• [SET PROBLEM 1]: Revise the acquisition announcement by writing out the part that begins at the words "Accordingly, the suspension" and stops after "the Listing Rules.", with "EGM" changed to "extraordinary general meeting".
• [SET PROBLEM 2]: Translate this sentence from the acquisition announcement into Spanish: "The Placing is conditional, inter alia, upon the Offer becoming or being declared wholly unconditional (other than as to Admission) and the passing of the Resolution but not upon completion of the EAGHL Acquisition."

• [DOCUMENT SECTION]:

##########

Accordingly, the suspension of the listing of Tullow Shares is expected to be
lifted at 7:30 am (London time) today following the announcements by the UK
Listing Authority and Irish Stock Exchange of the restoration of listing.
In view of the size of the Energy Africa Acquisition and the EAGHL Acquisition
in relation to Tullow, the Energy Africa Acquisition and the EAGHL Acquisition
are conditional, inter alia, upon the approval of Shareholders which is to be
sought at the EGM, as required by the Listing Rules.
The Placing is conditional, inter alia, upon the Offer becoming or being
declared wholly unconditional (other than as to Admission) and the passing of
the Resolution but not upon completion of the EAGHL Acquisition.
2. The Offer
The Energy Africa Acquisition will be effected by means of the Offer by Tullow
to acquire the entire issued and to be issued share capital of Energy Africa.
Under the terms of the Offer, Energy Africa shareholders will receive:
for each Energy Africa Share the Rand equivalent of US$4.8346 in cash
As an alternative to receiving their consideration in cash, Energy Africa
Shareholders (excluding residents of South Africa and certain other Energy
Africa Shareholders) may elect to receive some or all of their consideration in
New Ordinary Shares on the following basis:
for each Energy Africa Share 2.86493 New Ordinary Shares
Fractions of New Ordinary Shares will not be allotted or issued to holders of
Energy Africa Shares who accept the Offer but will be aggregated and sold in the
market and the proceeds retained for the benefit of the Enlarged Group.

##########

• [GIVEN ENTRIES]:
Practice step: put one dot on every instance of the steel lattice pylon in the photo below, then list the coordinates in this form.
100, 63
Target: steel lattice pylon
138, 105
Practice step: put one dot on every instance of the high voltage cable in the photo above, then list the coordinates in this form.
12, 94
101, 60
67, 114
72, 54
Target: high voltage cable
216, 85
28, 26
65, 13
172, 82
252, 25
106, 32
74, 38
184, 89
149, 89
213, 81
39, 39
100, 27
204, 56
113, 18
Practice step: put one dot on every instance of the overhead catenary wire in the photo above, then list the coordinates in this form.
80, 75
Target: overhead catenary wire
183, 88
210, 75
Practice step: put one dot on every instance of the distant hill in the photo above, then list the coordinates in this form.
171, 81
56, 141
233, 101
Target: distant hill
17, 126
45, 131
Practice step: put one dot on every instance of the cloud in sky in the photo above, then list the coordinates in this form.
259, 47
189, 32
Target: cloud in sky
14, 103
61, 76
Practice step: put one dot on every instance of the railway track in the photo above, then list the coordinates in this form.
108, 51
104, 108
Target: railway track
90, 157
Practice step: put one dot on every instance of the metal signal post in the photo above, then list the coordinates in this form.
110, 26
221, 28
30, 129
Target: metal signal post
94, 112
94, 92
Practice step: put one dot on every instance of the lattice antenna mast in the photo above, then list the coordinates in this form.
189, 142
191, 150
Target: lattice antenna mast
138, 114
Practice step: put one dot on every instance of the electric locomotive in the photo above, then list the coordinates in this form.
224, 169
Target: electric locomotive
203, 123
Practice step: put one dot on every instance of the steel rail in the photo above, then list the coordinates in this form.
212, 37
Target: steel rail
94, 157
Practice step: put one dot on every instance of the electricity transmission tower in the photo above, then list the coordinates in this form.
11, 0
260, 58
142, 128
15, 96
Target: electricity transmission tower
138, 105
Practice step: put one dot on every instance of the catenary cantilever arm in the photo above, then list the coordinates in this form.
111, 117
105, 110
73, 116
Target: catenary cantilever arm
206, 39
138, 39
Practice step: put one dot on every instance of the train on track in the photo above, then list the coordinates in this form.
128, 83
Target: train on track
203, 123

##########

• [FULL ANSWER 1]:
Accordingly, the suspension of the listing of Tullow Shares is expected to be
lifted at 7:30 am (London time) today following the announcements by the UK
Listing Authority and Irish Stock Exchange of the restoration of listing.
In view of the size of the Energy Africa Acquisition and the EAGHL Acquisition
in relation to Tullow, the Energy Africa Acquisition and the EAGHL Acquisition
are conditional, inter alia, upon the approval of Shareholders which is to be
sought at the extraordinary general meeting, as required by the Listing Rules.

• [FULL ANSWER 2]: La Colocación está condicionada, entre otras cosas, a que la Oferta pase a ser o sea declarada totalmente incondicional (salvo en lo relativo a la Admisión) y a la aprobación de la Resolución, pero no a la finalización de la Adquisición de EAGHL.